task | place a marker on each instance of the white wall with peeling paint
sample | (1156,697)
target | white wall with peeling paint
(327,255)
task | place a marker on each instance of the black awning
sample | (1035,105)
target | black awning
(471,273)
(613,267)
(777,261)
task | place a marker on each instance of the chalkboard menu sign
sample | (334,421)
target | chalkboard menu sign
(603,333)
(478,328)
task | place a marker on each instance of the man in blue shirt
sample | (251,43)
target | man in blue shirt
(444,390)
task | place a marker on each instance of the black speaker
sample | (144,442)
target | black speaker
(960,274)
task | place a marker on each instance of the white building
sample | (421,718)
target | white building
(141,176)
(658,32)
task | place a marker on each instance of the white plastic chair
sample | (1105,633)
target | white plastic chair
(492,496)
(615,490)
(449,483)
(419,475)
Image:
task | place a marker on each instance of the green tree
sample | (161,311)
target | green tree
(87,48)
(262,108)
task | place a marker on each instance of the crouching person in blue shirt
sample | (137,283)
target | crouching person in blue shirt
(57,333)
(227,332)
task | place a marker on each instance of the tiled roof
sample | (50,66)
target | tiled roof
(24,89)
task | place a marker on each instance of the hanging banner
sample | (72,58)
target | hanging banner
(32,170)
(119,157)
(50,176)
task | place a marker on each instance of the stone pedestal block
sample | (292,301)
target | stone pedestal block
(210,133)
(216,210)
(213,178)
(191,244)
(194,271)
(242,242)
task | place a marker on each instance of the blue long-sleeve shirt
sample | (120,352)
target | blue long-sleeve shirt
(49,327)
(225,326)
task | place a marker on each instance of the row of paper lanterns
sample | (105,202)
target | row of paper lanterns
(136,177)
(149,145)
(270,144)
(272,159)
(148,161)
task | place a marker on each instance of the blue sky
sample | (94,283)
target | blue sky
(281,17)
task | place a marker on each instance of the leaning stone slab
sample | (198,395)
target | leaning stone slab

Required task:
Output the full listing without altering anything.

Answer for this exercise:
task | place a marker on each instance of the white wall with peeling paint
sample | (1156,697)
target | white wall with peeling paint
(327,255)
task | place a marker on each instance of the black awning
sample | (1035,105)
target | black awning
(471,273)
(613,267)
(777,261)
task | place a marker on each instance of the chalkboard menu sign
sample | (334,421)
target | chalkboard menu sign
(603,333)
(478,328)
task | place a marker on each instance of the man in blue shirt
sample | (251,43)
target | man in blue shirt
(444,390)
task | place a marker on each instance of the black speaker
sample | (144,442)
target | black speaker
(960,274)
task | place a marker on each instance of the white building
sample | (421,718)
target | white building
(141,176)
(658,32)
task | place a marker on each instance of the white plastic chair
sample | (1105,633)
target | white plastic chair
(492,496)
(615,490)
(449,483)
(419,475)
Image:
task | place a marker on each instance of the green tree
sample | (161,311)
target | green tree
(87,48)
(262,108)
task | place a marker on each instance of the crouching person in blue shirt
sample | (137,283)
target | crouching person in blue shirt
(57,333)
(227,332)
task | place a marker on each instance of the tiled roof
sample | (50,66)
target | tiled roof
(24,89)
task | place a marker on each instance of the hanging banner
sample | (72,58)
target | hanging banner
(32,170)
(119,157)
(50,176)
task | place a marker on each instance of the stone pedestal block
sample | (292,301)
target | stone pedestal block
(210,133)
(216,210)
(213,178)
(191,244)
(194,271)
(242,242)
task | place a marker on each instance of the blue long-sleeve shirt
sample | (120,352)
target | blue long-sleeve shirt
(49,327)
(225,326)
task | place a marker on each instance of the row of paper lanterns
sample | (105,202)
target | row of paper lanterns
(136,177)
(149,145)
(270,144)
(272,159)
(148,161)
task | place a marker on each instance of the blue sky
sample | (94,283)
target | blue sky
(281,17)
task | place a marker on each instance of the leaning stone slab
sample | (198,395)
target | leaning stone slab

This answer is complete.